=== ASSIGNED TASK ===
Restate the full listing precisely as written.

=== RECORDED INFORMATION ===
####
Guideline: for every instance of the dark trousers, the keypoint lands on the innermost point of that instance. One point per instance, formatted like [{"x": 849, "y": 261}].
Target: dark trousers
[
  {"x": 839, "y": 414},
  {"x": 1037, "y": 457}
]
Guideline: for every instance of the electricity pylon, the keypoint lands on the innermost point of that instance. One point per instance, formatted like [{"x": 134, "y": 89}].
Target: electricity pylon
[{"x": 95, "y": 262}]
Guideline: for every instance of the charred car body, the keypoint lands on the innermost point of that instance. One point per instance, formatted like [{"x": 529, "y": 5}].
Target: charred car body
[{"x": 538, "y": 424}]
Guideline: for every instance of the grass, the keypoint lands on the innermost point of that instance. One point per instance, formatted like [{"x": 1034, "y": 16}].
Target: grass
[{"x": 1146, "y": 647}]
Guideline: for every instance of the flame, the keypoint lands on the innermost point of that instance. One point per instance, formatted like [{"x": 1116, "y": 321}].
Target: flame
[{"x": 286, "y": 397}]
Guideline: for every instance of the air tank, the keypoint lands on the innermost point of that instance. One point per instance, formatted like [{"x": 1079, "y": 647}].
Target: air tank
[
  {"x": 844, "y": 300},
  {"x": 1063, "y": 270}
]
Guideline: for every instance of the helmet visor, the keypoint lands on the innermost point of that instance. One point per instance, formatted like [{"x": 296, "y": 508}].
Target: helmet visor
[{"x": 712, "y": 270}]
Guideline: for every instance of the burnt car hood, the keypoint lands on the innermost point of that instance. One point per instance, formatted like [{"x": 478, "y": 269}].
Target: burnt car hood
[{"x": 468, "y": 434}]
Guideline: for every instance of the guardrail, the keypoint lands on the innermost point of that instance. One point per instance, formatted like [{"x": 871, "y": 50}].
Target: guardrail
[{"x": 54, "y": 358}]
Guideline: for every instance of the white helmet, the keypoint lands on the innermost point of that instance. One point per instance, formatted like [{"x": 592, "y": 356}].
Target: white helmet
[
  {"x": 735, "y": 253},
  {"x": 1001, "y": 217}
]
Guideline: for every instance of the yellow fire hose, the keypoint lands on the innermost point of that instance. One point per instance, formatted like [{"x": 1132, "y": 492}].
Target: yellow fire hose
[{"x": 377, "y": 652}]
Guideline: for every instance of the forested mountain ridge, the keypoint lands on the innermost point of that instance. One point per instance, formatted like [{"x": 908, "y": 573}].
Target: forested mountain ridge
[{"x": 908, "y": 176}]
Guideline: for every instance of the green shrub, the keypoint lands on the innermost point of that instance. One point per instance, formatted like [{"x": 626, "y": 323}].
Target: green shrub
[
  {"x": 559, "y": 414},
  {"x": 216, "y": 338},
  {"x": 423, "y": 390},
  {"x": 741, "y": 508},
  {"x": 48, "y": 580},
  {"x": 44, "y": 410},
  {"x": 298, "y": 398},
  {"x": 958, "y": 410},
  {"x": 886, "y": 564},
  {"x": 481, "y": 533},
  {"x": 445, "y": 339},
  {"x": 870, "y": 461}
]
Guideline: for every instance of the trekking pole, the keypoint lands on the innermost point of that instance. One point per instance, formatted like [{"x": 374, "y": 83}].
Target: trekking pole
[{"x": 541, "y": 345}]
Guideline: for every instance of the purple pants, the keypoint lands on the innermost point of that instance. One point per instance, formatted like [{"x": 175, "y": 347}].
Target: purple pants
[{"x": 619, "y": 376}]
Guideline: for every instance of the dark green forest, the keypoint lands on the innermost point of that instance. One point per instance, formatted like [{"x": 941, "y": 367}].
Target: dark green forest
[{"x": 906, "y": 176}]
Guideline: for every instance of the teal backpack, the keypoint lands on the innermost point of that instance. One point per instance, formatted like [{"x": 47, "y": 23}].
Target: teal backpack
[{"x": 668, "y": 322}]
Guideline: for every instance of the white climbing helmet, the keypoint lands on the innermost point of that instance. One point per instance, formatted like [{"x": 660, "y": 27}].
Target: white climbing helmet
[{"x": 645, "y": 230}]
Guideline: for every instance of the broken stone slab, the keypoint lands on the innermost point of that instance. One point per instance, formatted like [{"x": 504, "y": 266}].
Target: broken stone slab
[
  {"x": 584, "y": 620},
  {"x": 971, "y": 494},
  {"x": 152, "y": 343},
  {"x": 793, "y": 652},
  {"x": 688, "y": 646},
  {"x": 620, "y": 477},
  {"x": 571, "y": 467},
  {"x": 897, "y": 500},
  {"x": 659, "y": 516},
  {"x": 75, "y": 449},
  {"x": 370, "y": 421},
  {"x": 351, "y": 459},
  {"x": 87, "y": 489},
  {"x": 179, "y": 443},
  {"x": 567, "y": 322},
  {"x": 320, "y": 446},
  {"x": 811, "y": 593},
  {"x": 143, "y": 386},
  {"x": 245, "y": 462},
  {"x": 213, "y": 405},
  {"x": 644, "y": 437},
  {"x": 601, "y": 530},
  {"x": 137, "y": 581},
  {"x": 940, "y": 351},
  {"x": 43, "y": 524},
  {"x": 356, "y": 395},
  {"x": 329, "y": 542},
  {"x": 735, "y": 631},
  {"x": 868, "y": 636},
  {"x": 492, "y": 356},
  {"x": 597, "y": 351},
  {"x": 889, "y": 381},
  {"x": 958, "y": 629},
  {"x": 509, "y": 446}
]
####
=== ANSWER BELOW ===
Guideline: for every instance of the dark trousers, the keypoint lands on the innermost point of that instance. One point per instance, formatted like [{"x": 849, "y": 261}].
Target: dark trousers
[
  {"x": 839, "y": 414},
  {"x": 1037, "y": 457}
]
Guideline: for every instance of the electricity pylon, the keypoint lands on the innermost point of that instance. One point per instance, formatted like [{"x": 134, "y": 89}].
Target: electricity pylon
[{"x": 95, "y": 262}]
Guideline: for every instance of the charred car body, the keypoint lands on the innermost point of that instance. One point per instance, formatted like [{"x": 529, "y": 5}].
Target: charred car body
[{"x": 538, "y": 424}]
Guideline: for every instance of the grass, the keypoint lands on the innermost point of that instance. One point per instance, formatted like [{"x": 1034, "y": 16}].
Target: grass
[{"x": 1146, "y": 647}]
Guideline: for every instance of the flame, the keypoint lands on the innermost point of that instance. One point per instance, formatted like [{"x": 1116, "y": 321}].
Target: flame
[{"x": 286, "y": 397}]
Guideline: for every instance of the air tank, the keypoint lands on the innermost point of that instance. One point per instance, formatted like [{"x": 1079, "y": 647}].
Target: air tank
[
  {"x": 844, "y": 300},
  {"x": 1063, "y": 270}
]
Guideline: for every instance of the helmet visor, the keypoint lands on the innermost point of that instance. One point per instance, formatted like [{"x": 296, "y": 508}].
Target: helmet visor
[{"x": 712, "y": 270}]
Guideline: for every instance of the burnt car hood, the keypoint lands on the innermost point of that instance. One point per instance, formatted like [{"x": 478, "y": 269}].
Target: burnt car hood
[{"x": 468, "y": 434}]
Guideline: for every instance of the guardrail, the keypoint lands on the innermost point of that instance. One point per instance, formatted like [{"x": 871, "y": 50}].
Target: guardrail
[{"x": 54, "y": 358}]
Guideline: for every instance of the white helmet, the keypoint lands on the innermost point of that instance. One point per instance, formatted like [{"x": 592, "y": 356}].
Target: white helmet
[
  {"x": 735, "y": 253},
  {"x": 1001, "y": 217}
]
Guideline: for every instance of the yellow fire hose, the keypoint lands on the innermost point of that instance. One point per instance, formatted like [{"x": 1132, "y": 492}].
Target: yellow fire hose
[{"x": 377, "y": 652}]
Guideline: for every instance of the forested mountain ridge, the keypoint lands on the innermost point of that instance. One point per instance, formatted like [{"x": 908, "y": 573}].
Target: forested mountain ridge
[{"x": 908, "y": 176}]
Guideline: for every instance of the green shrub, the keypoint lands on the innermost point of that instance. One point per instance, formatted like [{"x": 626, "y": 323}].
Target: green shrub
[
  {"x": 559, "y": 414},
  {"x": 216, "y": 338},
  {"x": 423, "y": 390},
  {"x": 741, "y": 508},
  {"x": 48, "y": 580},
  {"x": 44, "y": 410},
  {"x": 298, "y": 398},
  {"x": 958, "y": 410},
  {"x": 886, "y": 564},
  {"x": 481, "y": 533},
  {"x": 445, "y": 339},
  {"x": 870, "y": 461}
]
Guideline: for every instance of the trekking pole, the keypoint lands on the innermost point of that instance. One point per instance, formatted like [{"x": 374, "y": 83}].
Target: trekking pole
[{"x": 541, "y": 345}]
Guideline: for every instance of the purple pants, the keypoint lands on the innermost point of that instance. One point per instance, formatted like [{"x": 175, "y": 347}].
Target: purple pants
[{"x": 619, "y": 376}]
Guideline: for every instance of the dark green forest, the keypoint lands on the innermost point of that instance. One point per instance, formatted like [{"x": 941, "y": 367}].
Target: dark green forest
[{"x": 906, "y": 176}]
Guideline: for every instance of the teal backpack, the keypoint lands on the innermost point of that instance. One point per instance, formatted like [{"x": 47, "y": 23}].
Target: teal backpack
[{"x": 668, "y": 322}]
Guideline: for every instance of the white climbing helmet, the keypoint lands on the innermost point of that instance. One point per instance, formatted like [{"x": 660, "y": 27}].
Target: white climbing helmet
[{"x": 645, "y": 230}]
Guideline: for every instance of the broken stone slab, the keypoint lands on the innermost point of that instance. One point per instance, formatted like [{"x": 504, "y": 266}].
Target: broken stone slab
[
  {"x": 584, "y": 620},
  {"x": 971, "y": 494},
  {"x": 152, "y": 343},
  {"x": 793, "y": 652},
  {"x": 688, "y": 646},
  {"x": 620, "y": 477},
  {"x": 571, "y": 467},
  {"x": 897, "y": 500},
  {"x": 659, "y": 516},
  {"x": 75, "y": 449},
  {"x": 370, "y": 421},
  {"x": 351, "y": 459},
  {"x": 87, "y": 489},
  {"x": 179, "y": 443},
  {"x": 567, "y": 322},
  {"x": 320, "y": 446},
  {"x": 811, "y": 593},
  {"x": 143, "y": 386},
  {"x": 245, "y": 462},
  {"x": 213, "y": 405},
  {"x": 644, "y": 437},
  {"x": 601, "y": 530},
  {"x": 137, "y": 581},
  {"x": 940, "y": 351},
  {"x": 43, "y": 524},
  {"x": 356, "y": 395},
  {"x": 329, "y": 542},
  {"x": 735, "y": 631},
  {"x": 868, "y": 636},
  {"x": 492, "y": 356},
  {"x": 597, "y": 351},
  {"x": 889, "y": 381},
  {"x": 958, "y": 629},
  {"x": 509, "y": 446}
]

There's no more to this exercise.